Brief
Copy the lines running from the one that contains "In this exercise you will locate the dark plowed" to the end of the entries below, exactly and with no pictures.

Image-grounded pointing data:
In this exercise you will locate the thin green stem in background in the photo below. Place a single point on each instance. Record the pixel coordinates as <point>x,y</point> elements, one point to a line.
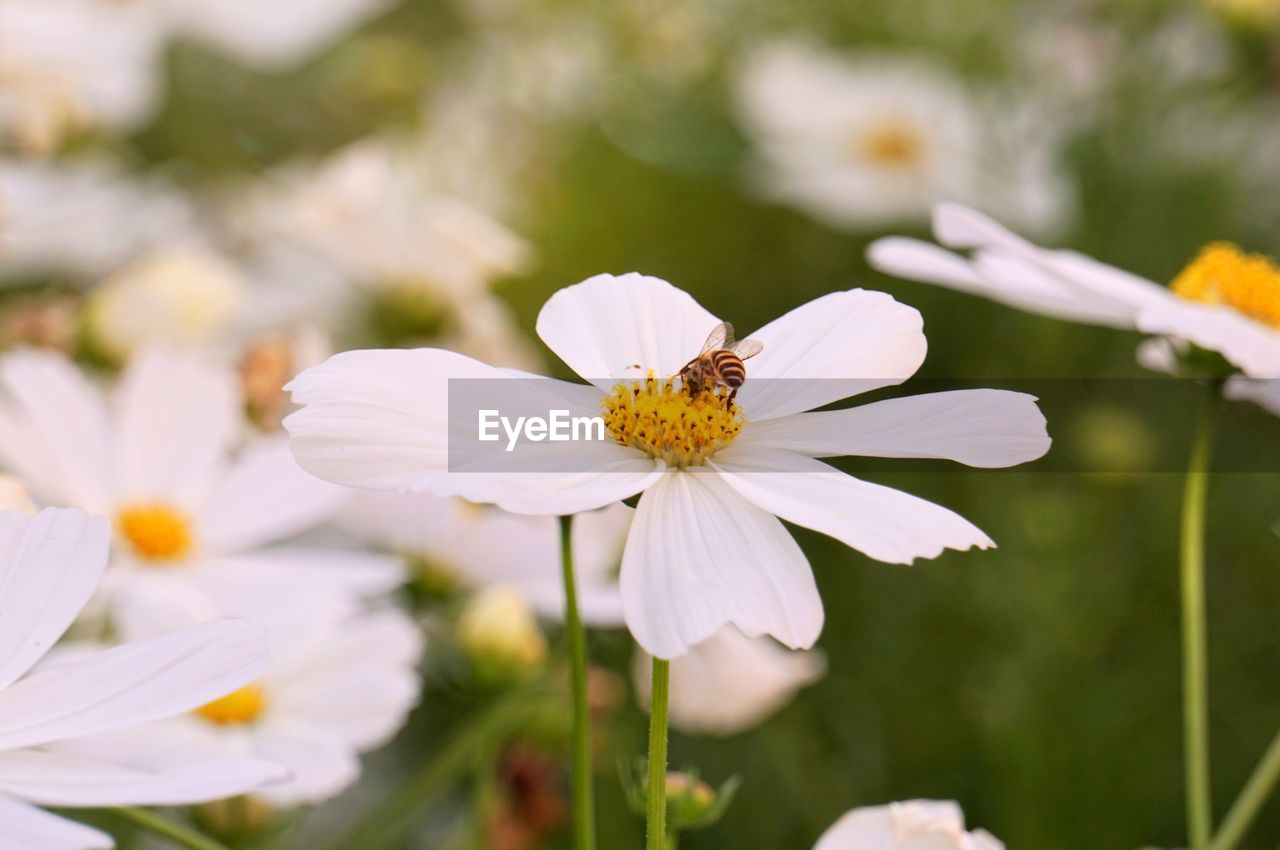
<point>1256,791</point>
<point>158,825</point>
<point>656,798</point>
<point>388,825</point>
<point>584,805</point>
<point>1200,808</point>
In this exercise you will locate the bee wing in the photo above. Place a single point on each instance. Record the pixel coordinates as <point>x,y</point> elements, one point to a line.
<point>721,336</point>
<point>745,348</point>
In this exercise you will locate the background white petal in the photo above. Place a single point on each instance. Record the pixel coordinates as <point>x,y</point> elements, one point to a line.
<point>608,324</point>
<point>50,566</point>
<point>833,347</point>
<point>700,557</point>
<point>878,521</point>
<point>986,428</point>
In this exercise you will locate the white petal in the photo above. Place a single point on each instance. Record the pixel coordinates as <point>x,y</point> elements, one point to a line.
<point>607,325</point>
<point>1249,344</point>
<point>50,566</point>
<point>833,347</point>
<point>700,557</point>
<point>266,497</point>
<point>878,521</point>
<point>731,682</point>
<point>986,428</point>
<point>24,827</point>
<point>177,416</point>
<point>132,684</point>
<point>63,780</point>
<point>54,430</point>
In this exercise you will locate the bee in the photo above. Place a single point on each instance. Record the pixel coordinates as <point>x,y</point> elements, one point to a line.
<point>720,361</point>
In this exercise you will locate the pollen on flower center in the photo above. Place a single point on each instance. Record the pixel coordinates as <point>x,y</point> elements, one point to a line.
<point>238,708</point>
<point>1224,274</point>
<point>662,419</point>
<point>155,531</point>
<point>892,144</point>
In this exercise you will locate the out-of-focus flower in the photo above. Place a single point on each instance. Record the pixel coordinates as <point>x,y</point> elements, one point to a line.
<point>730,682</point>
<point>339,682</point>
<point>83,219</point>
<point>74,64</point>
<point>51,565</point>
<point>501,636</point>
<point>1225,300</point>
<point>456,544</point>
<point>714,475</point>
<point>173,297</point>
<point>193,519</point>
<point>914,825</point>
<point>873,138</point>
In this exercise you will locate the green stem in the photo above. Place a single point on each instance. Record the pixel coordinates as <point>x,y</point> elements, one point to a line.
<point>656,799</point>
<point>1200,814</point>
<point>584,807</point>
<point>387,825</point>
<point>167,828</point>
<point>1256,791</point>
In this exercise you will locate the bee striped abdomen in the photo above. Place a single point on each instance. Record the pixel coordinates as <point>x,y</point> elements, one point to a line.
<point>728,368</point>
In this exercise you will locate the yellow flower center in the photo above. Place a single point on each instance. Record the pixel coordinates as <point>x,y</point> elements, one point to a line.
<point>662,419</point>
<point>1223,274</point>
<point>237,708</point>
<point>155,531</point>
<point>892,144</point>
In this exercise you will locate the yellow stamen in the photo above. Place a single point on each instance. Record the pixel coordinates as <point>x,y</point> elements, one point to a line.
<point>1224,274</point>
<point>661,417</point>
<point>892,144</point>
<point>155,531</point>
<point>237,708</point>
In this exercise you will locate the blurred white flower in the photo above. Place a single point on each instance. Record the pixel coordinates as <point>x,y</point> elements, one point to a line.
<point>730,682</point>
<point>83,218</point>
<point>714,476</point>
<point>339,682</point>
<point>49,567</point>
<point>914,825</point>
<point>74,64</point>
<point>178,297</point>
<point>1225,300</point>
<point>867,140</point>
<point>193,519</point>
<point>475,545</point>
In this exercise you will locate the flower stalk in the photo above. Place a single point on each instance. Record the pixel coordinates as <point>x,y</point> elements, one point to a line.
<point>584,805</point>
<point>165,828</point>
<point>1200,813</point>
<point>656,796</point>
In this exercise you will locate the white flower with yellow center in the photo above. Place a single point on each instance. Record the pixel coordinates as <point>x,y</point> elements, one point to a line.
<point>914,825</point>
<point>50,566</point>
<point>193,519</point>
<point>707,547</point>
<point>339,682</point>
<point>1225,300</point>
<point>456,544</point>
<point>730,682</point>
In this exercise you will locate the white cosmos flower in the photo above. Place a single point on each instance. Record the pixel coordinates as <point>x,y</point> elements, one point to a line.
<point>50,566</point>
<point>730,682</point>
<point>339,682</point>
<point>1224,301</point>
<point>707,547</point>
<point>865,140</point>
<point>193,519</point>
<point>83,218</point>
<point>914,825</point>
<point>479,545</point>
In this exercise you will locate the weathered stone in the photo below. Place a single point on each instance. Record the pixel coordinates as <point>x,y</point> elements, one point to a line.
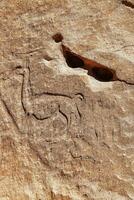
<point>67,100</point>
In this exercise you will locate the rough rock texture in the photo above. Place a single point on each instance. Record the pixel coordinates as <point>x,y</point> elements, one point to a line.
<point>66,133</point>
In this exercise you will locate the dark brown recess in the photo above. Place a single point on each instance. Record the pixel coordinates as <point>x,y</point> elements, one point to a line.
<point>98,71</point>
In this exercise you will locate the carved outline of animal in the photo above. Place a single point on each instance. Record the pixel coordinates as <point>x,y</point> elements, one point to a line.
<point>56,103</point>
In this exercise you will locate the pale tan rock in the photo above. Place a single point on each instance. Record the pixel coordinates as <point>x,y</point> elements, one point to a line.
<point>64,134</point>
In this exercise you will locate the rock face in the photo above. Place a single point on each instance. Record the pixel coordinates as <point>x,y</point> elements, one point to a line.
<point>67,100</point>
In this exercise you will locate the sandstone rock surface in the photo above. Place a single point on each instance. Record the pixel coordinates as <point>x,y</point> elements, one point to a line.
<point>67,100</point>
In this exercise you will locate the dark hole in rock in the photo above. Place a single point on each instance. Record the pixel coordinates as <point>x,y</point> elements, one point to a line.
<point>57,37</point>
<point>102,74</point>
<point>73,60</point>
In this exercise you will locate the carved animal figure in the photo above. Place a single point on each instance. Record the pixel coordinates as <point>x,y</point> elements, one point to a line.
<point>47,104</point>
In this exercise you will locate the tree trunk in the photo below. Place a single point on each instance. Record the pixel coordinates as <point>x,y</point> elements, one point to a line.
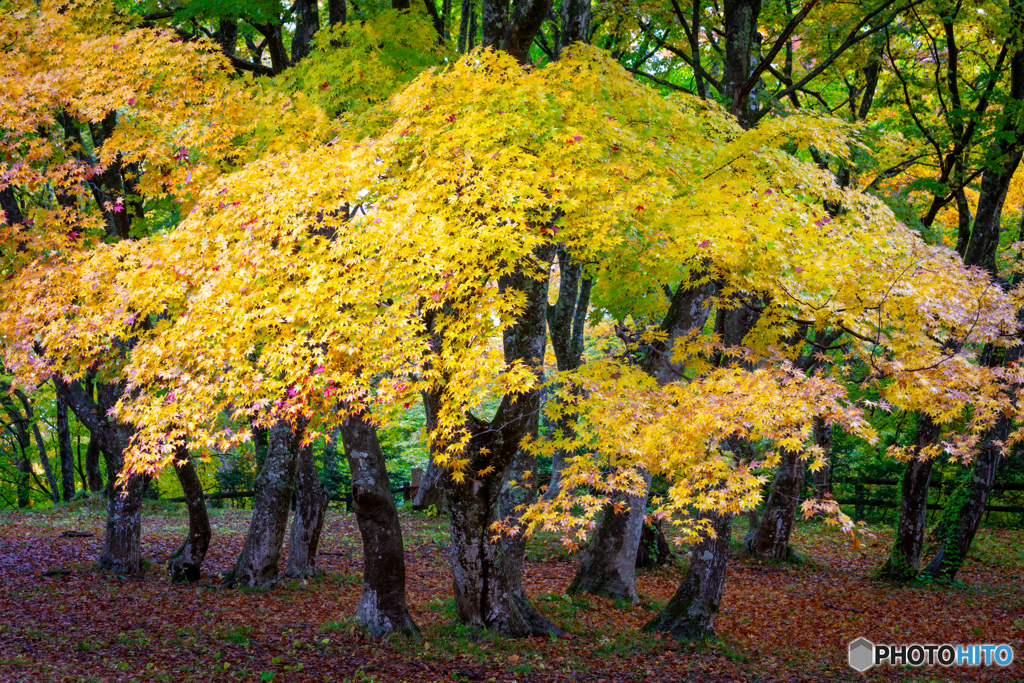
<point>654,549</point>
<point>227,36</point>
<point>184,564</point>
<point>431,491</point>
<point>904,562</point>
<point>691,611</point>
<point>740,29</point>
<point>982,248</point>
<point>467,28</point>
<point>64,446</point>
<point>964,509</point>
<point>44,460</point>
<point>382,607</point>
<point>822,478</point>
<point>92,470</point>
<point>576,15</point>
<point>566,321</point>
<point>607,567</point>
<point>308,520</point>
<point>23,469</point>
<point>486,575</point>
<point>337,11</point>
<point>257,565</point>
<point>771,541</point>
<point>306,26</point>
<point>123,543</point>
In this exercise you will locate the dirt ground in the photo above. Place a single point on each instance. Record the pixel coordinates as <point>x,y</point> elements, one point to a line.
<point>778,623</point>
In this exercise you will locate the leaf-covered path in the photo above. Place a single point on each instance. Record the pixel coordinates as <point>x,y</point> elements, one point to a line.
<point>777,623</point>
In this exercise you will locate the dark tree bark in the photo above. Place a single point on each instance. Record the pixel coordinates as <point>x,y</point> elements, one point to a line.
<point>691,611</point>
<point>576,15</point>
<point>608,564</point>
<point>23,437</point>
<point>122,542</point>
<point>306,26</point>
<point>275,45</point>
<point>93,472</point>
<point>513,31</point>
<point>337,11</point>
<point>822,478</point>
<point>467,26</point>
<point>771,541</point>
<point>308,521</point>
<point>486,575</point>
<point>904,562</point>
<point>44,460</point>
<point>965,508</point>
<point>64,446</point>
<point>566,321</point>
<point>10,207</point>
<point>257,565</point>
<point>607,567</point>
<point>740,29</point>
<point>185,563</point>
<point>382,607</point>
<point>1008,148</point>
<point>431,491</point>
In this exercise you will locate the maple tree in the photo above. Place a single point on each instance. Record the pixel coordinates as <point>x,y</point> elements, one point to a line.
<point>343,242</point>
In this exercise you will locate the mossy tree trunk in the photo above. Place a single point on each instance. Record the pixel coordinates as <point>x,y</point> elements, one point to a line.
<point>904,561</point>
<point>382,607</point>
<point>258,563</point>
<point>186,562</point>
<point>311,502</point>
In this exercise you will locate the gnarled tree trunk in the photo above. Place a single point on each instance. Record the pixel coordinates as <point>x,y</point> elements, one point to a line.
<point>308,520</point>
<point>185,563</point>
<point>431,491</point>
<point>691,611</point>
<point>608,564</point>
<point>566,321</point>
<point>904,562</point>
<point>93,472</point>
<point>257,565</point>
<point>771,541</point>
<point>607,567</point>
<point>382,608</point>
<point>486,575</point>
<point>965,508</point>
<point>67,455</point>
<point>122,543</point>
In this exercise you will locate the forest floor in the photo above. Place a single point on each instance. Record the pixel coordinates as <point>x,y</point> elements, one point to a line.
<point>778,623</point>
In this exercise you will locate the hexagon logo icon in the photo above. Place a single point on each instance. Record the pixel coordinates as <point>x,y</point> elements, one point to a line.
<point>861,654</point>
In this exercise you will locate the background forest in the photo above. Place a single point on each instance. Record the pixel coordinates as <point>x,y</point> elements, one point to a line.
<point>628,324</point>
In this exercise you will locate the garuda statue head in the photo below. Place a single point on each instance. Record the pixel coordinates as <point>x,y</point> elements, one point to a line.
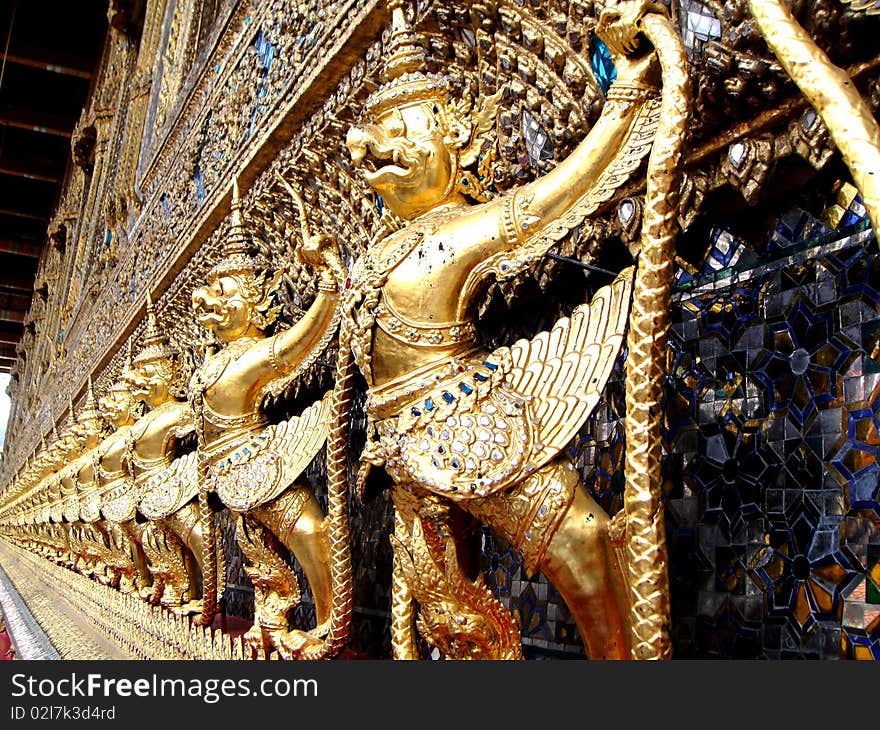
<point>155,370</point>
<point>418,135</point>
<point>239,298</point>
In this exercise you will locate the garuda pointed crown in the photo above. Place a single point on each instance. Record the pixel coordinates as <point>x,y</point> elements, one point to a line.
<point>89,410</point>
<point>406,77</point>
<point>156,345</point>
<point>120,385</point>
<point>240,252</point>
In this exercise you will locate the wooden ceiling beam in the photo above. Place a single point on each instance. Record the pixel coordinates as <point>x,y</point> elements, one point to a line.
<point>12,315</point>
<point>20,248</point>
<point>35,121</point>
<point>49,59</point>
<point>28,215</point>
<point>10,333</point>
<point>32,170</point>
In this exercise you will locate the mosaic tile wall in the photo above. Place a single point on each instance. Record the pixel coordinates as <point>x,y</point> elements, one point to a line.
<point>771,468</point>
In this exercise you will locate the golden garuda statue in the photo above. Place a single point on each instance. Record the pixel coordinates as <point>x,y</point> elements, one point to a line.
<point>462,431</point>
<point>253,467</point>
<point>116,489</point>
<point>172,539</point>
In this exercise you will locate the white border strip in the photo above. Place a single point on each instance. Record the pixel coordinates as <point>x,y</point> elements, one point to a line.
<point>29,640</point>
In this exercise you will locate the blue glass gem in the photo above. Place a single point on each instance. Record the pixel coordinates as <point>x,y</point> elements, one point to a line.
<point>603,66</point>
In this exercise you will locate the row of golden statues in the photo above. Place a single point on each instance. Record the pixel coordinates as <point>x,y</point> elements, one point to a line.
<point>463,433</point>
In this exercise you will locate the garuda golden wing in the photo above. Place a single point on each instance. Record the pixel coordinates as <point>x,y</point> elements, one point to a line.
<point>561,373</point>
<point>166,491</point>
<point>260,468</point>
<point>871,7</point>
<point>499,418</point>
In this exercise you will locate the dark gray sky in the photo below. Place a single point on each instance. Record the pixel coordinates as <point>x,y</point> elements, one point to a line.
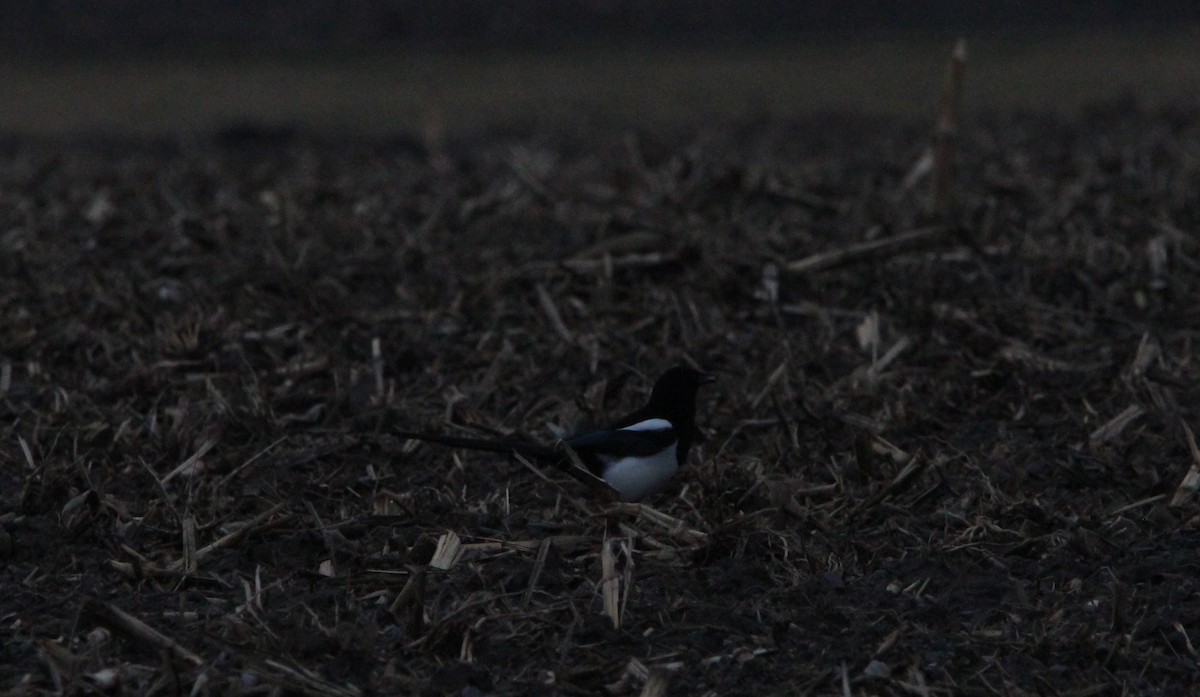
<point>66,26</point>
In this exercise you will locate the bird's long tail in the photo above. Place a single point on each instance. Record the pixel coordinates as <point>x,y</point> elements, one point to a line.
<point>529,450</point>
<point>544,454</point>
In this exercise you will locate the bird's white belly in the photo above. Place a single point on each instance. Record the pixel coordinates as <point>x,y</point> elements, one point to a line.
<point>636,478</point>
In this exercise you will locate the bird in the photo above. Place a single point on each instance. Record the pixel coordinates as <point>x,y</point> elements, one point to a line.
<point>636,455</point>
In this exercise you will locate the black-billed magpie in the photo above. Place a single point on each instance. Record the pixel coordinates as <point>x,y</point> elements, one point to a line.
<point>636,455</point>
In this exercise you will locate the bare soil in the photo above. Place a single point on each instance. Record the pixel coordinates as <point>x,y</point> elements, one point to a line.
<point>953,467</point>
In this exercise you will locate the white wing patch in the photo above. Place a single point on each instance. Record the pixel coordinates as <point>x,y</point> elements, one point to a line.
<point>637,478</point>
<point>649,425</point>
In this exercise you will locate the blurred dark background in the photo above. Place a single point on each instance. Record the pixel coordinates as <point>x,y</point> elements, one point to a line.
<point>139,26</point>
<point>376,67</point>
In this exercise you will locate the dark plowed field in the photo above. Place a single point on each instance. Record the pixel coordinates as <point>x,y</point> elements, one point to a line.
<point>957,462</point>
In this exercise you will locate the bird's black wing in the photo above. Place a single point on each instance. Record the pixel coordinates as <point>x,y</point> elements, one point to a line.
<point>623,443</point>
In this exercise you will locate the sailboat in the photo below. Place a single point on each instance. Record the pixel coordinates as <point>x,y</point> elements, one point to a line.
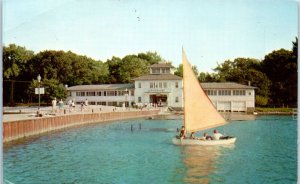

Task output
In this exercise you will locate the dark plowed field in the photo above. Place a single point on each instance. Record the pixel coordinates as <point>x,y</point> elements, one point to a line.
<point>957,462</point>
In this exercise you will locate the bird's black wing in the photo above. Place a single point on each instance. Record the pixel coordinates as <point>x,y</point> elements, one point to a line.
<point>623,443</point>
In this exercise you will locate the sailboat in the photo below. Place a single point on each instance. Record the pixel coordinates as <point>x,y</point> elements, one point to a line.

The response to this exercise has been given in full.